(Saved entries)
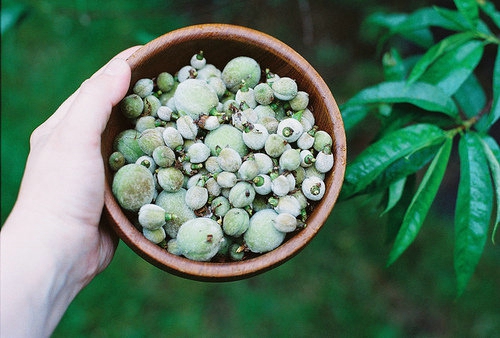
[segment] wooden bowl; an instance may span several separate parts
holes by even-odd
[[[227,24],[202,24],[169,32],[137,50],[127,60],[132,68],[131,84],[140,78],[153,78],[162,71],[174,74],[203,50],[209,63],[219,69],[232,58],[249,56],[264,70],[296,80],[299,90],[310,95],[310,109],[316,124],[332,136],[334,168],[325,179],[326,193],[300,230],[278,248],[255,258],[230,263],[197,262],[175,256],[149,242],[122,211],[111,192],[113,173],[106,165],[104,216],[118,236],[146,261],[172,274],[199,281],[231,281],[272,269],[303,249],[325,224],[340,192],[346,165],[346,141],[342,118],[328,86],[314,68],[292,48],[259,31]],[[113,109],[103,133],[102,155],[105,163],[113,151],[116,135],[131,128]]]

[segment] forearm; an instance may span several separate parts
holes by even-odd
[[[84,286],[70,273],[67,253],[57,252],[32,222],[14,209],[0,232],[1,337],[50,336]]]

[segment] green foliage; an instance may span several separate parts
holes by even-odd
[[[340,198],[385,192],[382,214],[387,213],[390,222],[392,264],[417,237],[451,170],[448,161],[456,144],[460,179],[454,266],[461,295],[490,227],[495,243],[500,221],[500,148],[488,135],[500,118],[500,12],[490,1],[454,2],[456,10],[423,8],[412,14],[376,13],[367,19],[379,34],[379,48],[397,37],[423,53],[404,55],[391,48],[382,59],[385,81],[341,106],[348,131],[371,116],[381,121],[381,130],[349,163]],[[445,32],[439,41],[433,35],[436,27]],[[476,74],[487,48],[497,53],[493,64],[483,65],[492,74],[487,79],[492,81],[491,93]],[[420,171],[425,172],[418,180]]]

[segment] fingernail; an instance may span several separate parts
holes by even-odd
[[[122,59],[112,59],[109,61],[108,65],[106,66],[106,69],[104,69],[104,72],[109,75],[117,75],[123,72],[123,63],[125,60]]]

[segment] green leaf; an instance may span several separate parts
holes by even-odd
[[[402,81],[406,77],[406,67],[399,52],[392,48],[382,57],[384,78],[386,81]]]
[[[455,208],[454,265],[457,293],[465,290],[481,258],[492,215],[493,189],[487,158],[477,133],[459,142],[460,180]]]
[[[417,149],[411,154],[397,159],[358,194],[377,193],[400,179],[416,173],[436,156],[441,142],[442,140],[439,140],[437,143]]]
[[[1,10],[1,35],[14,27],[27,13],[27,7],[22,4],[12,5]]]
[[[432,65],[443,54],[458,48],[459,46],[463,45],[467,41],[472,40],[473,38],[474,33],[472,32],[457,33],[444,38],[443,40],[432,46],[417,62],[415,67],[413,67],[410,75],[408,76],[408,83],[416,82],[430,67],[430,65]]]
[[[401,229],[401,224],[403,223],[406,210],[410,206],[413,195],[415,195],[415,184],[417,181],[416,176],[416,174],[412,174],[406,177],[405,187],[401,198],[387,213],[386,244],[394,242],[399,229]]]
[[[479,7],[476,0],[454,0],[460,13],[469,21],[472,27],[476,27],[479,21]]]
[[[493,68],[493,104],[490,113],[485,118],[486,130],[500,118],[500,45],[497,48],[497,56]]]
[[[440,88],[423,82],[407,84],[403,81],[382,82],[366,88],[352,97],[348,105],[374,103],[410,103],[428,111],[456,118],[458,109],[450,96]]]
[[[387,189],[387,206],[380,214],[381,216],[385,213],[389,212],[392,208],[396,206],[401,197],[403,196],[404,188],[406,185],[406,177],[403,177],[396,182],[389,185],[389,189]]]
[[[452,30],[456,31],[468,31],[471,29],[477,29],[478,31],[485,33],[485,34],[491,34],[490,29],[488,26],[482,21],[479,20],[477,23],[477,27],[472,27],[470,22],[467,20],[467,18],[460,12],[458,11],[453,11],[447,8],[443,7],[434,7],[436,11],[443,17],[443,19],[448,20],[450,23],[450,28]]]
[[[500,12],[496,10],[495,5],[493,5],[493,3],[490,1],[484,1],[480,3],[479,6],[483,10],[483,12],[491,18],[493,23],[495,23],[495,25],[500,28]]]
[[[392,163],[422,148],[440,143],[446,133],[431,124],[415,124],[384,135],[347,166],[341,198],[365,189]]]
[[[453,98],[467,118],[479,114],[487,103],[486,93],[474,73],[462,83]]]
[[[437,59],[422,75],[420,81],[435,85],[451,96],[472,74],[481,61],[483,51],[482,41],[465,42]]]
[[[422,182],[420,183],[415,196],[413,197],[408,210],[403,219],[403,224],[399,229],[394,245],[389,254],[387,265],[394,263],[396,259],[415,240],[422,224],[429,212],[429,209],[436,197],[441,181],[443,180],[446,167],[450,158],[453,139],[446,139],[446,142],[439,149],[436,157],[432,160],[427,169]]]
[[[495,188],[496,216],[493,221],[493,233],[491,234],[491,241],[495,244],[495,235],[500,224],[500,147],[491,136],[483,136],[482,141]]]
[[[364,120],[369,112],[369,107],[364,105],[340,106],[340,113],[342,114],[345,130],[350,131]]]

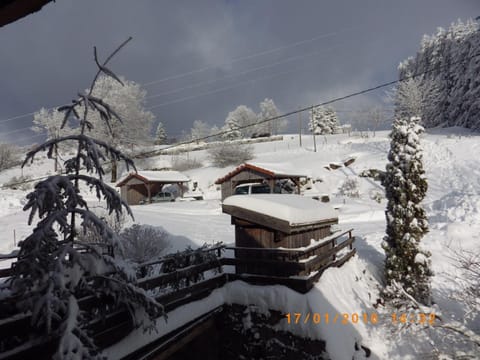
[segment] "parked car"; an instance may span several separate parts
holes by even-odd
[[[155,195],[153,195],[151,200],[152,200],[152,203],[170,202],[170,201],[175,201],[175,197],[169,192],[160,191],[159,193],[156,193]],[[140,204],[147,204],[147,203],[148,203],[147,198],[140,201]]]
[[[234,195],[251,195],[251,194],[270,194],[270,186],[265,183],[247,183],[235,187]],[[293,194],[294,189],[288,181],[277,181],[273,188],[274,194]]]
[[[268,184],[247,183],[235,187],[234,195],[270,194],[270,192]]]

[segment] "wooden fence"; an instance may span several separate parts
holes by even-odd
[[[346,239],[340,241],[344,237]],[[341,266],[355,254],[354,240],[352,230],[348,230],[305,249],[239,248],[216,244],[197,250],[187,250],[138,265],[138,272],[146,276],[139,279],[137,285],[151,291],[155,299],[164,306],[165,312],[204,298],[226,282],[237,279],[259,285],[285,285],[305,293],[312,288],[325,269]],[[337,255],[347,247],[346,253],[342,256]],[[242,253],[243,257],[222,257],[224,250]],[[259,253],[267,256],[251,259],[244,257],[245,254],[255,256]],[[263,267],[271,267],[279,276],[239,272],[238,269],[246,263],[259,263]],[[236,273],[223,272],[226,265],[235,266]],[[0,278],[10,275],[10,269],[0,271]],[[80,309],[87,311],[94,309],[98,303],[99,299],[93,296],[79,300]],[[9,307],[11,308],[11,304],[0,302],[0,308]],[[25,340],[25,329],[31,328],[30,321],[31,315],[28,313],[7,317],[5,311],[0,311],[0,360],[50,357],[58,344],[58,338],[38,336],[28,340],[28,346],[24,344],[25,341],[19,341],[22,334],[24,335],[22,339]],[[127,310],[117,308],[105,318],[92,320],[87,328],[94,334],[96,345],[105,348],[120,341],[133,330],[134,325]]]
[[[220,254],[223,245],[217,244],[198,250],[187,250],[182,253],[165,256],[156,261],[139,265],[147,268],[148,276],[139,279],[137,285],[145,290],[158,293],[155,299],[164,306],[165,312],[203,297],[227,282],[222,272]],[[211,255],[212,256],[208,256]],[[202,256],[207,255],[207,256]],[[196,263],[195,259],[208,259]],[[163,266],[168,264],[168,266]],[[148,269],[149,268],[149,269]],[[171,270],[164,272],[164,270]],[[155,274],[155,271],[158,274]],[[1,277],[10,276],[11,271],[3,271]],[[180,284],[177,286],[177,284]],[[91,311],[99,303],[111,302],[113,299],[98,299],[88,296],[79,299],[81,310]],[[0,301],[0,308],[11,308],[7,301]],[[5,315],[4,311],[0,311]],[[31,329],[31,314],[17,314],[0,318],[0,359],[49,359],[58,344],[58,338],[45,338],[38,335],[36,339],[28,339],[26,329]],[[120,341],[134,328],[129,312],[117,308],[105,318],[91,321],[88,330],[94,334],[93,339],[99,348],[105,348]],[[22,336],[23,335],[23,336]],[[28,340],[28,346],[25,342]]]
[[[228,274],[230,281],[239,279],[258,285],[279,284],[306,293],[323,271],[329,267],[339,267],[355,255],[352,231],[334,234],[305,249],[226,247],[235,252],[235,257],[222,260],[224,265],[235,265],[237,268],[235,274]],[[338,255],[343,249],[347,251]],[[260,274],[238,271],[244,265],[259,270]]]

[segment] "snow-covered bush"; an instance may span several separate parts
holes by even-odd
[[[18,151],[11,144],[0,144],[0,171],[12,166],[17,160]]]
[[[351,176],[347,177],[342,185],[338,188],[338,193],[351,198],[359,198],[360,190],[358,179]]]
[[[387,229],[382,243],[387,285],[383,295],[394,300],[394,304],[401,300],[403,292],[420,303],[431,303],[430,253],[419,246],[428,232],[427,217],[421,206],[428,185],[419,138],[423,127],[419,120],[394,122],[383,181],[388,200]]]
[[[236,142],[225,141],[208,150],[212,164],[218,167],[239,165],[253,159],[253,148]]]
[[[134,224],[120,233],[125,259],[141,264],[160,256],[168,247],[168,234],[151,225]]]
[[[202,163],[196,158],[174,158],[172,160],[172,170],[186,171],[198,169],[202,167]]]
[[[28,223],[31,224],[36,216],[39,220],[32,234],[19,243],[18,259],[8,279],[9,295],[15,299],[17,311],[31,314],[32,330],[19,341],[30,341],[33,334],[58,340],[54,359],[101,358],[88,323],[92,316],[102,318],[106,315],[108,306],[104,302],[108,299],[113,298],[116,305],[125,306],[137,324],[154,321],[163,313],[160,304],[135,286],[133,269],[113,256],[122,251],[122,242],[90,211],[80,191],[80,184],[84,183],[95,191],[98,200],[105,201],[108,213],[120,216],[126,211],[132,215],[117,191],[103,182],[105,171],[102,168],[107,158],[123,161],[127,168],[134,167],[132,160],[106,142],[87,135],[94,126],[90,122],[91,113],[100,113],[105,124],[111,125],[113,117],[121,121],[107,103],[92,95],[92,91],[101,73],[120,81],[106,65],[125,44],[103,64],[99,63],[95,49],[98,72],[90,90],[58,109],[65,113],[62,126],[69,120],[77,122],[79,133],[46,141],[29,151],[23,163],[24,166],[33,161],[41,151],[46,151],[48,158],[54,158],[55,149],[64,141],[78,144],[75,156],[64,162],[65,174],[39,181],[27,195],[24,210],[30,211]],[[80,242],[79,221],[82,230],[95,228],[112,252],[104,254],[96,246]],[[98,307],[88,311],[82,309],[79,299],[86,296],[95,296]],[[140,318],[141,314],[144,316]]]

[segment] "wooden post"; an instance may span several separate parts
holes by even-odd
[[[178,187],[180,188],[180,197],[183,198],[183,183],[177,183]]]
[[[302,147],[302,112],[298,113],[298,140],[300,147]]]
[[[148,203],[152,203],[152,184],[151,183],[146,183],[145,186],[147,187],[147,198],[148,198]]]
[[[313,124],[313,112],[312,112],[312,124]],[[317,140],[315,139],[315,128],[312,129],[313,135],[313,151],[317,152]]]
[[[268,179],[268,185],[270,186],[270,194],[273,194],[273,192],[275,191],[275,179]]]

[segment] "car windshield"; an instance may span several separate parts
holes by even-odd
[[[255,185],[252,186],[252,194],[269,194],[270,186],[268,185]]]
[[[248,186],[240,186],[235,189],[235,195],[247,195]]]

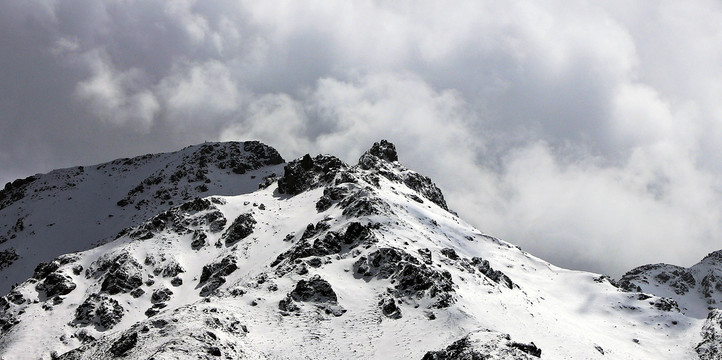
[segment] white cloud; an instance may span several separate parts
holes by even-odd
[[[151,91],[139,87],[143,72],[137,68],[119,72],[102,53],[91,52],[87,58],[93,74],[77,84],[76,96],[101,120],[131,123],[148,132],[160,105]]]
[[[713,0],[5,2],[0,121],[33,141],[0,134],[0,167],[215,138],[354,162],[388,138],[555,263],[690,265],[720,247],[720,34]]]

(Directions):
Please report the number of lines in the data that include the word "span", and add no other text.

(Output of the task):
11